(Records)
— BEGIN —

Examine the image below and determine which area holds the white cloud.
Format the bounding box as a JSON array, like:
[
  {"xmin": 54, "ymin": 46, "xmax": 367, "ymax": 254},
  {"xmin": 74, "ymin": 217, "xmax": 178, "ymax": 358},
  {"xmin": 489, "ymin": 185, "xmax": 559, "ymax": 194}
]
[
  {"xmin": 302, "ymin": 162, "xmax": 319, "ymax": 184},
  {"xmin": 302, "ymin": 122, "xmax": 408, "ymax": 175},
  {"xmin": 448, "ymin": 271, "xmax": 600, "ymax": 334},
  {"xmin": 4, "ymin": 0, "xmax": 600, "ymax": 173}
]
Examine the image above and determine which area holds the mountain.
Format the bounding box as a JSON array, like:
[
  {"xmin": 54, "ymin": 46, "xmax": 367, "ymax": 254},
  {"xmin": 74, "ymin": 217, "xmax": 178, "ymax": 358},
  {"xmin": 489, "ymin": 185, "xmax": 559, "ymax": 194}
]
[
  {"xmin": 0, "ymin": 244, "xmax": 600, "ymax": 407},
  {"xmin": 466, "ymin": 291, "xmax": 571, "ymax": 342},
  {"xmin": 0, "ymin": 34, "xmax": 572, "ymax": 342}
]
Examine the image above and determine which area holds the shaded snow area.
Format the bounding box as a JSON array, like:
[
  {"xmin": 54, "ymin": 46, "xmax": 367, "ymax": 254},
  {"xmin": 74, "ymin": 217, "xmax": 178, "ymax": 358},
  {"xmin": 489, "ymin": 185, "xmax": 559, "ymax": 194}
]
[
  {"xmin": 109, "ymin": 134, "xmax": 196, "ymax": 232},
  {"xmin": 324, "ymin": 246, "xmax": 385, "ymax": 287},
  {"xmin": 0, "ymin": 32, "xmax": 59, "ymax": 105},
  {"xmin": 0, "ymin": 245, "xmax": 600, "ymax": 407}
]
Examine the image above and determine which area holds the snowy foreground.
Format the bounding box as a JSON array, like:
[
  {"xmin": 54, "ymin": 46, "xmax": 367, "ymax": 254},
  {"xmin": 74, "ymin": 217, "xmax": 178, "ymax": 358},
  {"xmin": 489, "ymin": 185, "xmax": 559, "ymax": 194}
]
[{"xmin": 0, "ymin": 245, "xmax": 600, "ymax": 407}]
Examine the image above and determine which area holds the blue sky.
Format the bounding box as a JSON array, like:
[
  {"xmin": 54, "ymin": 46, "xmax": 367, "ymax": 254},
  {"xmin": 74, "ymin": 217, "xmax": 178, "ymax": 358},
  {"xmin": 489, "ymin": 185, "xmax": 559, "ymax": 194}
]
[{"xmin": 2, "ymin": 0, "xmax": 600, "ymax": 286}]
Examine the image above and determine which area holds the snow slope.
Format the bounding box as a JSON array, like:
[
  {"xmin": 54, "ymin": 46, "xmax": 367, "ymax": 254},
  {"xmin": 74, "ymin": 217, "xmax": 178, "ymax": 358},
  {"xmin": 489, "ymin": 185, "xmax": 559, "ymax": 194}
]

— END —

Rewrite the records from the line containing "holds the mountain." through the end of the records, with every line kept, requests included, and both ends included. Multiply each coordinate value in the answers by 2.15, rounding to whole numbers with halves going up, and leave the numbers in the requests and their format samples unchanged.

### EXPECTED ANSWER
Examine the image above and determine which area holds the mountain.
Format the bounding box as a JSON array, like:
[
  {"xmin": 54, "ymin": 46, "xmax": 367, "ymax": 254},
  {"xmin": 74, "ymin": 217, "xmax": 178, "ymax": 358},
  {"xmin": 489, "ymin": 185, "xmax": 559, "ymax": 194}
]
[
  {"xmin": 0, "ymin": 525, "xmax": 1290, "ymax": 875},
  {"xmin": 1002, "ymin": 626, "xmax": 1228, "ymax": 735},
  {"xmin": 0, "ymin": 73, "xmax": 1230, "ymax": 735}
]
Examine the image above and determine which area holds the shaded snow area.
Format the bounding box as a JSON array, like:
[
  {"xmin": 54, "ymin": 46, "xmax": 367, "ymax": 254},
  {"xmin": 74, "ymin": 217, "xmax": 178, "ymax": 358},
  {"xmin": 489, "ymin": 185, "xmax": 559, "ymax": 194}
]
[
  {"xmin": 234, "ymin": 288, "xmax": 421, "ymax": 499},
  {"xmin": 697, "ymin": 529, "xmax": 828, "ymax": 617},
  {"xmin": 0, "ymin": 69, "xmax": 127, "ymax": 226},
  {"xmin": 0, "ymin": 527, "xmax": 1290, "ymax": 875}
]
Examine the image above and determine which area holds the snowy foreground.
Format the bounding box as a JSON array, like:
[
  {"xmin": 54, "ymin": 46, "xmax": 367, "ymax": 254},
  {"xmin": 74, "ymin": 217, "xmax": 178, "ymax": 358},
  {"xmin": 489, "ymin": 185, "xmax": 559, "ymax": 194}
]
[{"xmin": 0, "ymin": 527, "xmax": 1290, "ymax": 875}]
Examine the image above and determine which area holds the blue sky.
Format the bounding box as a JSON array, like:
[
  {"xmin": 54, "ymin": 46, "xmax": 367, "ymax": 254},
  {"xmin": 74, "ymin": 217, "xmax": 178, "ymax": 358},
  {"xmin": 489, "ymin": 185, "xmax": 559, "ymax": 194}
]
[{"xmin": 4, "ymin": 0, "xmax": 1290, "ymax": 615}]
Examine the image above and determine which area holds the snow slope.
Format the bounding box as a JSON array, like:
[
  {"xmin": 54, "ymin": 46, "xmax": 367, "ymax": 254},
  {"xmin": 74, "ymin": 217, "xmax": 178, "ymax": 358},
  {"xmin": 489, "ymin": 185, "xmax": 559, "ymax": 194}
]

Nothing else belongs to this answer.